Das ist zwar ein Rückgang gegenüber 2008, doch angesichts der "größten Krise seit 1929" ein achtbares Ergebnis mit geradezu unglaublichen 13,6 Prozent Umsatzrendite: 22 Mal höher als in der Metallbranche, doppelt so hoch wie beim Klebstoffhersteller Henkel und einen kleinen Schluck sogar höher als bei der Edelkarossenschmiede Porsche.

Wie machen die das? Wie kriegen die das hin? Magie oder Mogelei?, das sind die drei meistnichtgestellten Fragen angesichts dieser fantastischen Zahlen. Denn in der Stadtverwaltung ist der Jubel groß über das bereits vor drei Jahren geplante Ergebnis. Seinerzeit war beschlossen worden, dass die Wohnungsgesellschaft über die nächsten Jahre insgesamt 142 Millionen Euro aus ihren Mietern pressen und das Geld an die klamme Stadt abführen müsse. Mit einer konsequenten Premiumstrategie gelang es dem Unternehmen, die durchschnittliche Miethöhe in nur einem Jahr von 4,19 pro Quadratmeter auf sozialverträgliche 4,35 Euro zu steigern. Die Kulturmetropole Halle liegt damit nur noch rund einen Euro hinter München (5,40 Euro/m²) und fast gleichauf mit Düsseldorf (4,60 Euro/m²). Bremen (2,80 Euro/m²), das provinzielle Leipzig (2,75 Euro/m²) und Erfurt (2 Euro/m²) konnte die Saalestadt bereits hinter sich lassen.

8 Kommentare:

ABV hat gesagt…

Daran sieht man mal wieder, daß eine sozialistische Planwirtschaft eben doch dem Kapitalismus haushoch überlegen ist.

ppq hat gesagt…

haushoch, genau, haushoch

man google nur mal nach tannenzäpfle. höhere eigenkapitalrendite als die deutsche bank und keiner weit und breit, der sich darüber aufregt. ja, der kurt beck vonne SPD, dem die bude gehört, der kann es eben!

---------------

_Zu bearbeiten_
Führe den Text über die Mieteinnahmen der Wohnungsgesellschaft in Halle im Anschluss an seinen letzten Satz weiter. Die Datensätze sind eigenständiges Material und gehören nicht zum Text.

_Erfasste Daten_

---------------

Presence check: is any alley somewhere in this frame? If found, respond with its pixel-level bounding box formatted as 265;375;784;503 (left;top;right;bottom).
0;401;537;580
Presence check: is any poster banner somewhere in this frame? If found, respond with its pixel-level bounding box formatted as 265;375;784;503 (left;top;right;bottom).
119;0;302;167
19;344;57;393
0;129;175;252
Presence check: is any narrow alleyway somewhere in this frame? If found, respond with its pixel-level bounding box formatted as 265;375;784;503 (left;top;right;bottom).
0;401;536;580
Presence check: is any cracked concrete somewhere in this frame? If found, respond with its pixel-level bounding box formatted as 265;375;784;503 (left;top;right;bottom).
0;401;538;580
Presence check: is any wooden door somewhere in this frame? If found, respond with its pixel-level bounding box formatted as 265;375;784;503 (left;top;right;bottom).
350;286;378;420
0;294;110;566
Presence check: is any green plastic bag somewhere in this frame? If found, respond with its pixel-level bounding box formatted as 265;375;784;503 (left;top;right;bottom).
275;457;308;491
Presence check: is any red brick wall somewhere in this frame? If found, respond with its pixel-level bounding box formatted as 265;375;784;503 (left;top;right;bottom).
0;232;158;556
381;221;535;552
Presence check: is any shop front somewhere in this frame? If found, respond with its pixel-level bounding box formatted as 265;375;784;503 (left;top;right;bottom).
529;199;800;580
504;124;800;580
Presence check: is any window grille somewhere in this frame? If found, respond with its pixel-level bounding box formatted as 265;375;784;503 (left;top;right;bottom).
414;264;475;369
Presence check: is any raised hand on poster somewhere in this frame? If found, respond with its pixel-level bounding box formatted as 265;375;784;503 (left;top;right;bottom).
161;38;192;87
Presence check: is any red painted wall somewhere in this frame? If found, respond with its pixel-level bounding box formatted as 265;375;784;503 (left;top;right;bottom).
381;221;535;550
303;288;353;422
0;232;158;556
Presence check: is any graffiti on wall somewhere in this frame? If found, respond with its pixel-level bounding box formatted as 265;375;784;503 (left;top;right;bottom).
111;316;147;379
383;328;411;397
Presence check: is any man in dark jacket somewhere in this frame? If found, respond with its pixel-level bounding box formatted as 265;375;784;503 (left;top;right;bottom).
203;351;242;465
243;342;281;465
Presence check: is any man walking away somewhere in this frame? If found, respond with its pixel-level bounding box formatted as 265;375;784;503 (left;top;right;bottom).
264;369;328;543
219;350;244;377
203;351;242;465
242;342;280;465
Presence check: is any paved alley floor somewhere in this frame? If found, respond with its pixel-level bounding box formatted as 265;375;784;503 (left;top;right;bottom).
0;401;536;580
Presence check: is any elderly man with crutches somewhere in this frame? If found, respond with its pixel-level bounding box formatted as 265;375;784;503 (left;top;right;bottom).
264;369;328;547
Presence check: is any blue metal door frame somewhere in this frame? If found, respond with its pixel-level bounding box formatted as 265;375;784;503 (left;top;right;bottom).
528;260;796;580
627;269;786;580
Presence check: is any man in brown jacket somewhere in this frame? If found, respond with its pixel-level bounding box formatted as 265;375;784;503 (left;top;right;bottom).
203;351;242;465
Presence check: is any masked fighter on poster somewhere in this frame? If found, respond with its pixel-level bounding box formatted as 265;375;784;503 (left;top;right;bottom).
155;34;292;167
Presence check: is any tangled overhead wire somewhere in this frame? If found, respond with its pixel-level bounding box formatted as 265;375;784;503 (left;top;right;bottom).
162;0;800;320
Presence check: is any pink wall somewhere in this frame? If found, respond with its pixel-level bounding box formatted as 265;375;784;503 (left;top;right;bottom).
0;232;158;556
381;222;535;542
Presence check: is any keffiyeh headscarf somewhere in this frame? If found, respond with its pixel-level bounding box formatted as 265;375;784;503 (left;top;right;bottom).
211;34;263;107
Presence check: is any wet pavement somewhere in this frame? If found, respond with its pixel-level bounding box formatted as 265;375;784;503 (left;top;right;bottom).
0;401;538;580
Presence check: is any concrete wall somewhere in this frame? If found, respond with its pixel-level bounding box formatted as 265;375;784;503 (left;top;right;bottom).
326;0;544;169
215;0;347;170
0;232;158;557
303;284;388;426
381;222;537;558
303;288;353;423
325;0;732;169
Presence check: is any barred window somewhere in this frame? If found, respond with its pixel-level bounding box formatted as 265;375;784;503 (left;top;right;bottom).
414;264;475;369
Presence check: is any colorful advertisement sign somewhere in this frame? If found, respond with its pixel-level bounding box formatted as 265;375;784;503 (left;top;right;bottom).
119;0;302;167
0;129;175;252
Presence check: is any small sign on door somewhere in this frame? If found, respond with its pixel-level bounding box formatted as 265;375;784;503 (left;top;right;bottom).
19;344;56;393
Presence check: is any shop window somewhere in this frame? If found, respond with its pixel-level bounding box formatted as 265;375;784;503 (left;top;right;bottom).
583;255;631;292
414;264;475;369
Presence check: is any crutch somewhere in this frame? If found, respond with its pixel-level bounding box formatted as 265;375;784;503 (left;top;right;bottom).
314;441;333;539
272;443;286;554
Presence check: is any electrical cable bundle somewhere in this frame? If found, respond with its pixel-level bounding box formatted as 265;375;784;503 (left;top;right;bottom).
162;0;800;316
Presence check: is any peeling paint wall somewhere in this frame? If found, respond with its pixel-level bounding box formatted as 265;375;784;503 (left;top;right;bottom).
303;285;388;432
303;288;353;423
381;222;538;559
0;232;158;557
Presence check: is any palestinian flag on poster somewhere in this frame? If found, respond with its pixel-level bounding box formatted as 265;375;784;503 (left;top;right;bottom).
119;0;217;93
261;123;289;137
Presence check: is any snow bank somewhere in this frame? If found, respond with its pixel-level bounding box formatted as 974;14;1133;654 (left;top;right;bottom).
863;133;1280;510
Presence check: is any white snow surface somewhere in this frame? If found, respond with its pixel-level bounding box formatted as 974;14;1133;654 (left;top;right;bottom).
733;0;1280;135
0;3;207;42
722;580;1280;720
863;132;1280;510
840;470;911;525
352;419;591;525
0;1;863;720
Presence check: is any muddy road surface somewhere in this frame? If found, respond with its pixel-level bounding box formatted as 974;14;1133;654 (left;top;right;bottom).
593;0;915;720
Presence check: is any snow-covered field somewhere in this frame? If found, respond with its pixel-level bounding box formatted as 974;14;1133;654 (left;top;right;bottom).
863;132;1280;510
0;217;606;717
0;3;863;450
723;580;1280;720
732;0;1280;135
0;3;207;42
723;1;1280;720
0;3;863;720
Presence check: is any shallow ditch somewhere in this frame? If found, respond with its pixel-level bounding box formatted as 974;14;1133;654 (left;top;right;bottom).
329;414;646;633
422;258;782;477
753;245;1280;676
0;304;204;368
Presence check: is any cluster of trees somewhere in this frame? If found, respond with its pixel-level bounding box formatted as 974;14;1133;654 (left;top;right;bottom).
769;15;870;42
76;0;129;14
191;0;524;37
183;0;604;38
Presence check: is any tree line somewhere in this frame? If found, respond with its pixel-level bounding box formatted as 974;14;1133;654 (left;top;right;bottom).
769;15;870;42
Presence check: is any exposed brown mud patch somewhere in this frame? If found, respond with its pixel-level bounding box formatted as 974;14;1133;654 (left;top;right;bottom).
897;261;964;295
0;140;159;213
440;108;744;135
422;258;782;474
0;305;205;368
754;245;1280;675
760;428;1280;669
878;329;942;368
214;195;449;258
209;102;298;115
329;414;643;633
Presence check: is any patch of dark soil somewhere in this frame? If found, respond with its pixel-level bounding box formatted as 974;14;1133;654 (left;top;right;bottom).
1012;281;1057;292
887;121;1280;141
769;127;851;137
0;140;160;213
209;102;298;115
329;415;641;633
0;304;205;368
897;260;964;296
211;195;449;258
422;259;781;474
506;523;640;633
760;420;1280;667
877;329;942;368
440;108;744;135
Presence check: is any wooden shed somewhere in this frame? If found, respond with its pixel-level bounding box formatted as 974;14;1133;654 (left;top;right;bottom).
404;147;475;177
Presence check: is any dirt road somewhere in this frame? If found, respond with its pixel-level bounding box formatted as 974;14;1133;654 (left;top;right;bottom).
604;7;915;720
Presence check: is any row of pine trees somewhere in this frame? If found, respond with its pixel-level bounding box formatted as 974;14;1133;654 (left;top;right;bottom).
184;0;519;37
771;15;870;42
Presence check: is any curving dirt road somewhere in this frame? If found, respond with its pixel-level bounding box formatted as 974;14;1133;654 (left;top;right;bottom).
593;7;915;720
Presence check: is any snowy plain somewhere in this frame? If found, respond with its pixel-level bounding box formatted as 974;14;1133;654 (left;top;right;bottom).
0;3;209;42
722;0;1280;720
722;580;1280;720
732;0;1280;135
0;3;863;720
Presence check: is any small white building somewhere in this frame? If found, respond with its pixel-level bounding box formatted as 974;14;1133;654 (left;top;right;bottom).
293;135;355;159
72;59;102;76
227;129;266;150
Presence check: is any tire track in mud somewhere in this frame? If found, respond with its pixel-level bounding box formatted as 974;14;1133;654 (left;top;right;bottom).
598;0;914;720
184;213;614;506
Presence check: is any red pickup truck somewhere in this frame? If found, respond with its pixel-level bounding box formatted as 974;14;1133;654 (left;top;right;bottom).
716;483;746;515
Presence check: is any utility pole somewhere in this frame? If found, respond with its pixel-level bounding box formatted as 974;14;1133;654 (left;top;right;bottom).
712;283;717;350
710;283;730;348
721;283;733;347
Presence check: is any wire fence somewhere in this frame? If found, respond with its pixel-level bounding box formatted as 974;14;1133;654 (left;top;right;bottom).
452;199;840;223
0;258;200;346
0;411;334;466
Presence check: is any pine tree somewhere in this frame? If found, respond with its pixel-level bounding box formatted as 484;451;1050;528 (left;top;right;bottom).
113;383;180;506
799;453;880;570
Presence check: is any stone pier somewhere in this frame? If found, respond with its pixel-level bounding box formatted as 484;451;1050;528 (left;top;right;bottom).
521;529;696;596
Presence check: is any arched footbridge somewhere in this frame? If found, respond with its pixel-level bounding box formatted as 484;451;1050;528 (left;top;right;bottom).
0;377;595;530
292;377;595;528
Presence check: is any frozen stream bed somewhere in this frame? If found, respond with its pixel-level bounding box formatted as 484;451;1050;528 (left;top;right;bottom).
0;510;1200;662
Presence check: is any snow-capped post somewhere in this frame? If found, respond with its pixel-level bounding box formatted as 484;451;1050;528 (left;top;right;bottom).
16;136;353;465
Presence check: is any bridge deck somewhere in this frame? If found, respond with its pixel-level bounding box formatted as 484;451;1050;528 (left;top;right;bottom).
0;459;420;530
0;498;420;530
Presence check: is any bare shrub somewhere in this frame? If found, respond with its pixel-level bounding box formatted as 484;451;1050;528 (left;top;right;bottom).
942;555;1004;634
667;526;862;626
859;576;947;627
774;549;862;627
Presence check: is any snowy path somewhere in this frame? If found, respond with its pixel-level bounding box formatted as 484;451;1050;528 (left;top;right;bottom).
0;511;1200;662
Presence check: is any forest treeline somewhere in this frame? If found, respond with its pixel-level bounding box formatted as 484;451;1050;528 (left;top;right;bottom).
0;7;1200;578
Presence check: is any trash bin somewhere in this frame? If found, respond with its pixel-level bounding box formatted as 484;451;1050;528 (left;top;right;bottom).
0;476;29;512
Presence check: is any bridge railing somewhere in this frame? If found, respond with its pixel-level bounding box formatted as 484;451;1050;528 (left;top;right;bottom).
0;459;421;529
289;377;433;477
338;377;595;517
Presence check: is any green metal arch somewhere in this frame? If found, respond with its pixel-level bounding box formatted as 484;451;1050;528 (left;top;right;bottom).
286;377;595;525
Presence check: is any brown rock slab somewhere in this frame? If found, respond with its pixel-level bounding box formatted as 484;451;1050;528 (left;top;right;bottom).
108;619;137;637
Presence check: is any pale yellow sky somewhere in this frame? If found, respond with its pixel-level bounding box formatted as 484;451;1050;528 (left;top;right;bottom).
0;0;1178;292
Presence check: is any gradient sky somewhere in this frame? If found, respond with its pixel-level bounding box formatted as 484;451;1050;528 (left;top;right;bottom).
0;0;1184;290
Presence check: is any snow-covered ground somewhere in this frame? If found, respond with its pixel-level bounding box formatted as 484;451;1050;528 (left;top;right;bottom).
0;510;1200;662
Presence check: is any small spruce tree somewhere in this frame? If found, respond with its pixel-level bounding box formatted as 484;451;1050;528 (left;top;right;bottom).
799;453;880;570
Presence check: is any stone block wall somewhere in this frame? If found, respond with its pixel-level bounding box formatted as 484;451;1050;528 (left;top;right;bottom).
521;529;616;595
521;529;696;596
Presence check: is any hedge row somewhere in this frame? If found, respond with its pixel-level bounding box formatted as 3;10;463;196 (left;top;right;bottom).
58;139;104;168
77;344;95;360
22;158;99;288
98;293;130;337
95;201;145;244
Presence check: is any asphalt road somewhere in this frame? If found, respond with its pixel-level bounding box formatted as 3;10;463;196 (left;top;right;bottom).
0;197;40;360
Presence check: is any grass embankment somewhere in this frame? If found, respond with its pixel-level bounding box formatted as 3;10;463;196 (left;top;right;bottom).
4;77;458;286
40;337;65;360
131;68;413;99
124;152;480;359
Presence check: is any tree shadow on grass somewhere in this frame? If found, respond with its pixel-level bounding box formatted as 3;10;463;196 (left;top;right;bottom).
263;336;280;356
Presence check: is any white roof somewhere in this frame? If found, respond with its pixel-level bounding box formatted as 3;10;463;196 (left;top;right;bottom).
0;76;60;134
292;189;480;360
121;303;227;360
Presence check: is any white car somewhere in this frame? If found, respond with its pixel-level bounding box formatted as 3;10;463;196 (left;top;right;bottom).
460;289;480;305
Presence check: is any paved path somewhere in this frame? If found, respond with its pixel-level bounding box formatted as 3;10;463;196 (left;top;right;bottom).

---------------

_Gelöste Aufgabe_
derherold hat gesagt…

Da sollte *ppq* einfach mal die Techno-Partydrogen weglassen - oder die Angaben in Leserbriefen der MZ ("Ich muß für meine Plattenbauwohnung in Cottbus mehr bezahlen als meine Tochter in Stuttgart-Killesberg") auf ihre Wahrscheinlichkeit überprüfen.

Daß Halles Mietpreise nicht 2,5-mal höher sein können als die von Erfurt (bis Ende der 90iger auf Dräääsdner Niveau), müßte einem eigentlich der kleine Finger sagen.

Wir wollen auch gar nicht so feinsinnig sein und auf den Unterschied zwischen "unsanierter Altbau" mit "top modernisiert/Neubau" verweisen: Einfach mal unter Mietspiegel München/Stuttgart/etc. googeln und man wird finden, daß das Mietpreisniveau dort "doppelt so hoch" ist wie in Halle, das meiner Erfahrung nach auf Leipziger Niveau liegt.

Anders formuliert:
Als Mieter lebt man in Ostdeutschland in paradiesischen Verhältnissen. Boomende Städte wie Jena können allerdings verfallende (Armut, Verschuldung, Arbeitslosigkeit) Städte wie Bremen oder Kiel überholen ohne einzuholen.

HWG
Die hohen Renditen beruhen nicht auf Ausbeuterverhalten, sondern auf der gering(er)en finanziellen Belastung aus (Alt-)Krediten. Daß ein städt. Unternehmen diesen Vorteil nicht (allein) den Mietern zugute kommen lassen ... und nebenbei den Wohnungsmarkt ruinieren ... kann, sollte sich von selbst verstehen.

Mein Tip:
Den letzten Absatz streichen.

ppq hat gesagt…

danke für den hinweis. aber ich habe ja nicht das mietniveau der städte veglichen, sondern dahingehend getrickst, dass ich die durchschnittsmiete der hwg-wohnungen (14 % leerstand, zu 57 % saniert) zum gesamtdurchschnittsnideau der anderen städte ins verhältnis gesetzt habe. die quelle hatte ich eigentlich verlinkt, ist jetzt fort, ich suche sie nachher nochmal raus.

es ging hier nicht um eine wissenschaftliche aufarbeitung, dazu fehlen mir zeit und ziel. sondern um die frage, warum diese sensationszahlen eigentlich nirgendwo hinterfragt werden. 13 % umsatzrendite im schlimmsten krisenjahr seit 1929, in einer stadt mit mörderisch hoher arbeitslosigkeit und den meisten hartz-4-empfängern südlich von stralsund...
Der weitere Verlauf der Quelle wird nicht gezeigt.